— Start Material to process —

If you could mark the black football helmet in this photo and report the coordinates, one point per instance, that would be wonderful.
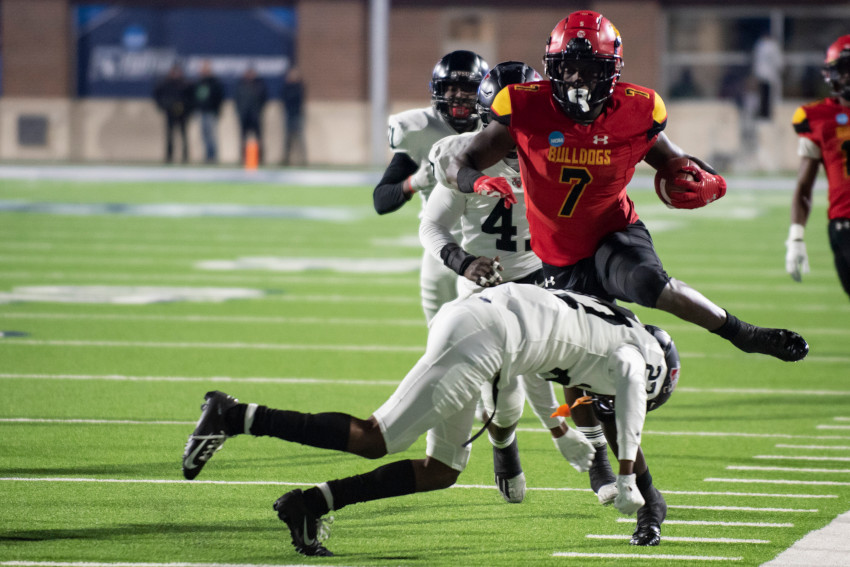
(836, 69)
(603, 406)
(454, 87)
(584, 56)
(500, 76)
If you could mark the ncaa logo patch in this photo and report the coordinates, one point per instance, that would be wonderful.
(556, 139)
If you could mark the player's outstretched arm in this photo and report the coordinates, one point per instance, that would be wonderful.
(484, 150)
(690, 182)
(796, 256)
(397, 185)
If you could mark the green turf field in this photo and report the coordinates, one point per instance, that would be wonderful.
(100, 387)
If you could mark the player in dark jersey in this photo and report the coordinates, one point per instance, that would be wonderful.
(824, 131)
(579, 136)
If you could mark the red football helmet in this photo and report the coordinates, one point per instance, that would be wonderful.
(836, 69)
(584, 56)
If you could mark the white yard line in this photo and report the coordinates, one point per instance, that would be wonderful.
(654, 557)
(744, 509)
(128, 564)
(786, 469)
(224, 379)
(688, 539)
(229, 346)
(778, 481)
(801, 458)
(716, 523)
(232, 319)
(815, 447)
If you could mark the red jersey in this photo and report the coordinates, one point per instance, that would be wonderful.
(575, 175)
(827, 124)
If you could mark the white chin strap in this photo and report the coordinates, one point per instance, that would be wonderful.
(579, 96)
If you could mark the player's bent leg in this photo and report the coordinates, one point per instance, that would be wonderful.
(437, 285)
(210, 433)
(651, 515)
(839, 242)
(432, 474)
(507, 468)
(303, 512)
(686, 303)
(602, 479)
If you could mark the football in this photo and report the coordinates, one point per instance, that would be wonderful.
(673, 169)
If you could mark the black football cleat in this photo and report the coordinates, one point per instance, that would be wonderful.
(508, 473)
(650, 517)
(209, 434)
(780, 343)
(602, 479)
(307, 529)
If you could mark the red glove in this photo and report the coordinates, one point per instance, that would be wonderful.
(706, 188)
(495, 186)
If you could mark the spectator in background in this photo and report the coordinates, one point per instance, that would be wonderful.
(685, 87)
(822, 129)
(208, 96)
(172, 95)
(293, 105)
(767, 69)
(250, 99)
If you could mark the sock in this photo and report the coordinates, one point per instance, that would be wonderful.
(594, 435)
(730, 328)
(393, 479)
(502, 444)
(240, 418)
(506, 463)
(322, 430)
(316, 501)
(644, 484)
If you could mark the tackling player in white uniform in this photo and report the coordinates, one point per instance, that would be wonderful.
(495, 247)
(454, 87)
(489, 338)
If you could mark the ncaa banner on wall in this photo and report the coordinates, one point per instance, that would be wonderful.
(123, 52)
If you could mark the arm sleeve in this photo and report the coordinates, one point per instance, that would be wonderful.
(541, 398)
(807, 148)
(442, 212)
(388, 195)
(627, 368)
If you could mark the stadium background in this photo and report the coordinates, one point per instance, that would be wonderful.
(338, 43)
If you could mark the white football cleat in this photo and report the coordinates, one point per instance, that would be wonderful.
(512, 489)
(629, 498)
(607, 494)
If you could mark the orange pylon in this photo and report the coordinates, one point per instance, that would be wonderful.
(252, 154)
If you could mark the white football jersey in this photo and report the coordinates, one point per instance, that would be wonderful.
(487, 227)
(413, 132)
(579, 341)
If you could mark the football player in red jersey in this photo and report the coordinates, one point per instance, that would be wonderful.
(824, 131)
(579, 136)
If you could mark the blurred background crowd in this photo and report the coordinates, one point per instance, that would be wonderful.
(311, 82)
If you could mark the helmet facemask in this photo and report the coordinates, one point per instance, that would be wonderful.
(581, 82)
(837, 75)
(455, 101)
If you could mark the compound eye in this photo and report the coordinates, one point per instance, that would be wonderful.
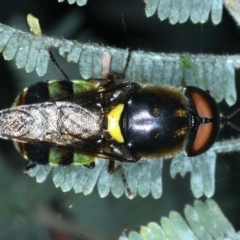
(206, 133)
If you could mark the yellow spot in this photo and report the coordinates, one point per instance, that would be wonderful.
(180, 113)
(156, 111)
(113, 123)
(181, 132)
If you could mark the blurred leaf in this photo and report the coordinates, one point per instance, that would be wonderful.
(204, 221)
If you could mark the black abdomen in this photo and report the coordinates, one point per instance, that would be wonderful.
(154, 123)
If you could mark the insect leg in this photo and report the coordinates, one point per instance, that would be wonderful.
(57, 65)
(90, 165)
(30, 166)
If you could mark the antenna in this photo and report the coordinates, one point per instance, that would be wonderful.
(224, 120)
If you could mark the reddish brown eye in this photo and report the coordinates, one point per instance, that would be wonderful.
(206, 133)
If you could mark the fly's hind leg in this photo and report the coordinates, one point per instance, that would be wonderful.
(29, 166)
(91, 165)
(112, 169)
(108, 78)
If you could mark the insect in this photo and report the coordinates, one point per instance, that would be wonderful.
(62, 122)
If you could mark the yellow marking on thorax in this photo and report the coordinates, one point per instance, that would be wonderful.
(113, 123)
(180, 113)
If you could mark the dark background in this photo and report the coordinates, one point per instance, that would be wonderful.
(30, 210)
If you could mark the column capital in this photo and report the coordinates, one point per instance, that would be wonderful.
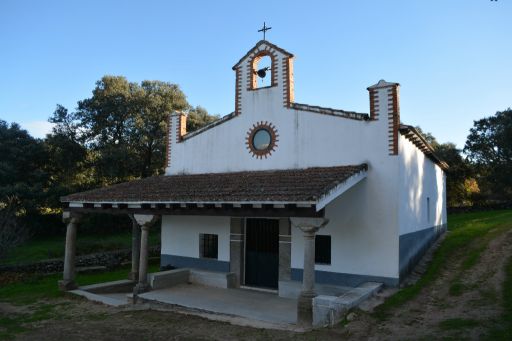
(309, 225)
(145, 220)
(71, 217)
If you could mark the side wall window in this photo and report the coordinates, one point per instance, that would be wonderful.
(428, 209)
(323, 249)
(208, 245)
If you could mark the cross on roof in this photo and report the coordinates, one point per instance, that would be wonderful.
(264, 29)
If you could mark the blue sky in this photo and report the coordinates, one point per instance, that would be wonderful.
(453, 58)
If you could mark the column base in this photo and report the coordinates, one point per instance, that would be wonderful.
(66, 285)
(141, 288)
(305, 309)
(133, 275)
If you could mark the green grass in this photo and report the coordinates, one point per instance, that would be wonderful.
(35, 291)
(503, 331)
(53, 247)
(458, 323)
(465, 229)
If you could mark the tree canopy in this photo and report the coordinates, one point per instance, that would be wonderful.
(489, 149)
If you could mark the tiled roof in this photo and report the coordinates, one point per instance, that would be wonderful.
(419, 141)
(292, 185)
(329, 111)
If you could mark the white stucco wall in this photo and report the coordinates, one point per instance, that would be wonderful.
(365, 222)
(420, 178)
(180, 235)
(359, 244)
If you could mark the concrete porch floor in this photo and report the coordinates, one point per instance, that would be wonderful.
(255, 308)
(251, 304)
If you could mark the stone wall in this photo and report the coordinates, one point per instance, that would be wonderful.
(111, 259)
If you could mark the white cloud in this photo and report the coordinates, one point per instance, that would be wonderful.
(38, 128)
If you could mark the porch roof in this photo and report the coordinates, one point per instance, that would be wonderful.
(309, 187)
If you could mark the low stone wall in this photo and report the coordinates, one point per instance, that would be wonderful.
(110, 259)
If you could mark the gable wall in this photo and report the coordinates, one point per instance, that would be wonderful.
(420, 223)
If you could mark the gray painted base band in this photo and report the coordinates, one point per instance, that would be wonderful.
(196, 263)
(344, 279)
(413, 245)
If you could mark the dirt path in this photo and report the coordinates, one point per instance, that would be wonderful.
(460, 304)
(443, 309)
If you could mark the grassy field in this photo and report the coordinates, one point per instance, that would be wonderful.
(460, 254)
(464, 229)
(53, 247)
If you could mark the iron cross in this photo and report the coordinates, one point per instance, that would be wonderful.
(264, 29)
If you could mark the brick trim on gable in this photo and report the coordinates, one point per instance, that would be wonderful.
(238, 91)
(374, 104)
(393, 119)
(176, 129)
(167, 142)
(288, 85)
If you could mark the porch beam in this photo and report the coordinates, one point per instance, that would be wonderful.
(226, 210)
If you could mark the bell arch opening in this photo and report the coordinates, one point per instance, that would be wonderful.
(263, 71)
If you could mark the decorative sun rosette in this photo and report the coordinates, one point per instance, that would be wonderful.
(262, 139)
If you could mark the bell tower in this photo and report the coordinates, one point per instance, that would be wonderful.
(250, 70)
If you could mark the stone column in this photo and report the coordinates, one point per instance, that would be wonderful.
(309, 226)
(285, 249)
(236, 249)
(68, 281)
(145, 221)
(134, 273)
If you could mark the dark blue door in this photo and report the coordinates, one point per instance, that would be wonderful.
(262, 252)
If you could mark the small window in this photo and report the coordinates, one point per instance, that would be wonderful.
(208, 245)
(323, 249)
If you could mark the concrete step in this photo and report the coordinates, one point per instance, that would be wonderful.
(99, 298)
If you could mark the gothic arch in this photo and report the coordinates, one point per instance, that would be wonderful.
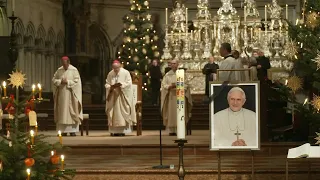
(30, 34)
(60, 42)
(4, 25)
(41, 35)
(51, 39)
(100, 51)
(19, 30)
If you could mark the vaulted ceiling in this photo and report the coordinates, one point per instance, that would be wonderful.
(192, 4)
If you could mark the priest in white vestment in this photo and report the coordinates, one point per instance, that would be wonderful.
(120, 107)
(67, 95)
(169, 99)
(235, 126)
(239, 66)
(229, 63)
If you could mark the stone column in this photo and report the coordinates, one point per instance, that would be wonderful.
(44, 67)
(33, 68)
(37, 68)
(27, 70)
(21, 59)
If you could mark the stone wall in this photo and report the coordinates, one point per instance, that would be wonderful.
(40, 37)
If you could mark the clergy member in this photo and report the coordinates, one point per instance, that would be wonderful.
(210, 70)
(229, 63)
(67, 95)
(119, 103)
(239, 65)
(235, 126)
(169, 99)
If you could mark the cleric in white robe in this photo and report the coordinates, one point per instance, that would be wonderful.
(67, 95)
(120, 107)
(229, 63)
(169, 99)
(235, 126)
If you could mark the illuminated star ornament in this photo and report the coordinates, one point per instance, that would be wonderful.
(291, 49)
(294, 83)
(17, 79)
(312, 20)
(317, 60)
(316, 102)
(317, 138)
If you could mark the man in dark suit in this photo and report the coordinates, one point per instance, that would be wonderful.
(209, 70)
(263, 64)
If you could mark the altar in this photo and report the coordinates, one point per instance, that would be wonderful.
(246, 33)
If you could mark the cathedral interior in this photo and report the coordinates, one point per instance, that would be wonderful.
(35, 34)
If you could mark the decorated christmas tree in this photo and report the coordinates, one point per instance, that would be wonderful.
(139, 40)
(305, 78)
(306, 33)
(25, 154)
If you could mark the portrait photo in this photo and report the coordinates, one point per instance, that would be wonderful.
(235, 116)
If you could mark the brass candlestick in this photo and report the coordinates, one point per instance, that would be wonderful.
(181, 171)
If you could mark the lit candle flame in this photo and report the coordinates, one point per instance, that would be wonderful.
(31, 133)
(39, 86)
(28, 171)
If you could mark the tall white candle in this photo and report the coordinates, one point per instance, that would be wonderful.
(265, 12)
(166, 16)
(13, 5)
(181, 125)
(191, 34)
(286, 11)
(186, 22)
(245, 14)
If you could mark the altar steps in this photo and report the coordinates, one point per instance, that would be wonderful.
(150, 117)
(132, 160)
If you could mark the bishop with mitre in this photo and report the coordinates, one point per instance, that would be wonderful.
(120, 107)
(67, 94)
(169, 100)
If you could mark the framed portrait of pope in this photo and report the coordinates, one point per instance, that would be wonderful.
(235, 116)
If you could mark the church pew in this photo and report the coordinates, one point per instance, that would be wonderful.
(41, 118)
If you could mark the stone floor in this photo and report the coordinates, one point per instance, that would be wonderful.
(100, 156)
(196, 177)
(147, 138)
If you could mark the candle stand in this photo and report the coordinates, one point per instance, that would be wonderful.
(181, 171)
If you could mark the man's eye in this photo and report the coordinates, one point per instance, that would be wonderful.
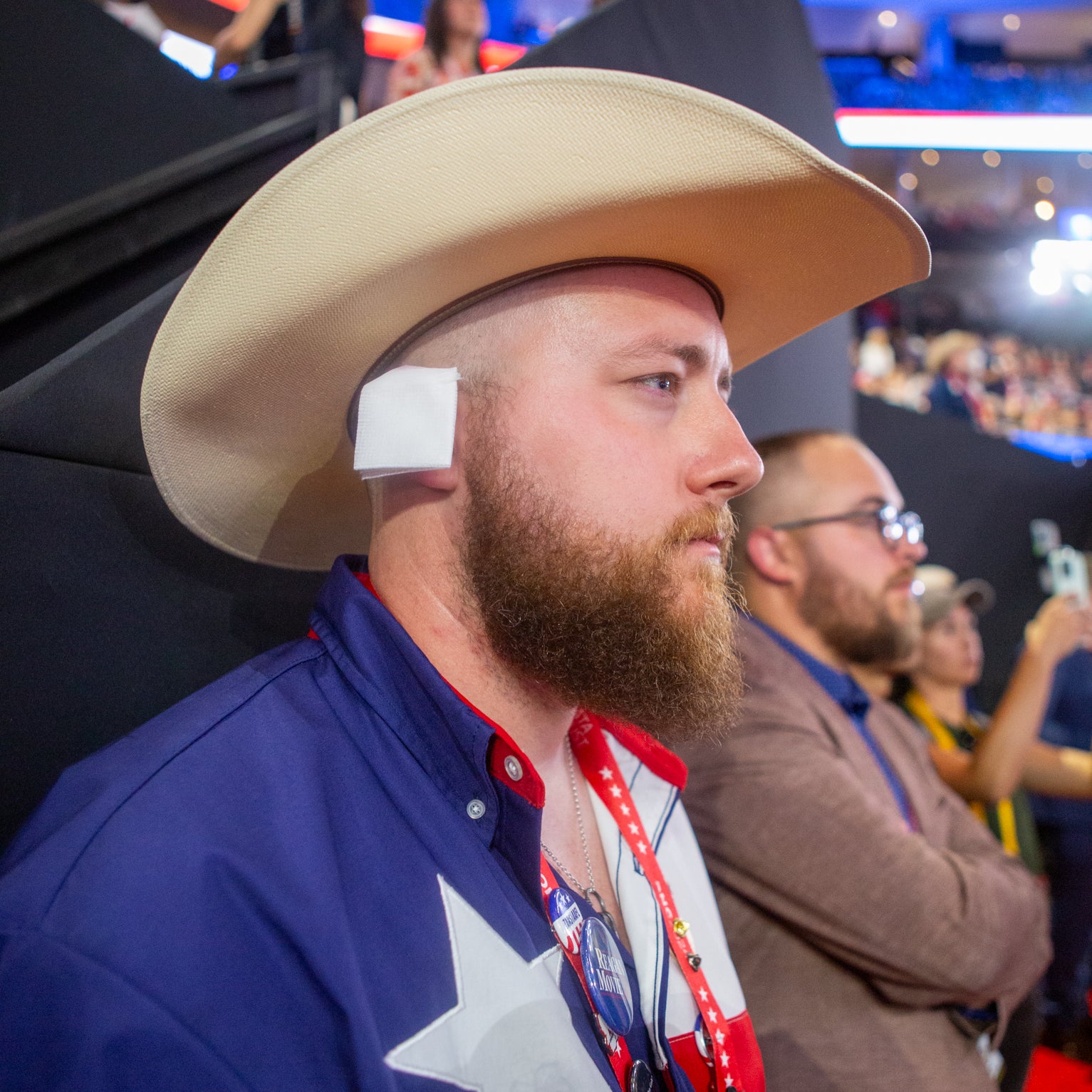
(666, 383)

— End Material to process —

▸ **What you are asked to do**: Copy out only the lines beginning at the line with "If you could mark the bishop" and ending at the last line of the entries. Keep them exact; drop pictures.

▸ **Exercise output**:
If you could mark the bishop with mitre in this photo and report the coordinates, one point per instance, that would be wonderful.
(120, 107)
(67, 94)
(169, 100)
If you could mark the framed portrait of pope in this photo and report the coordinates, one point per instance, that would be wonderful.
(235, 116)
If you could mark the church pew in this photo and report the coordinates, one point per instance, that would be wonderful.
(41, 118)
If you could mark the stone floor in this photo and report the coordinates, one point per instance, that would be wonderful.
(100, 156)
(196, 177)
(147, 138)
If you could mark the candle stand in this photo and report the coordinates, one point per instance, that would be wonderful.
(181, 171)
If you could mark the man's eye in this photo and report the coordinates, one point per instance, that would be wonderful.
(666, 383)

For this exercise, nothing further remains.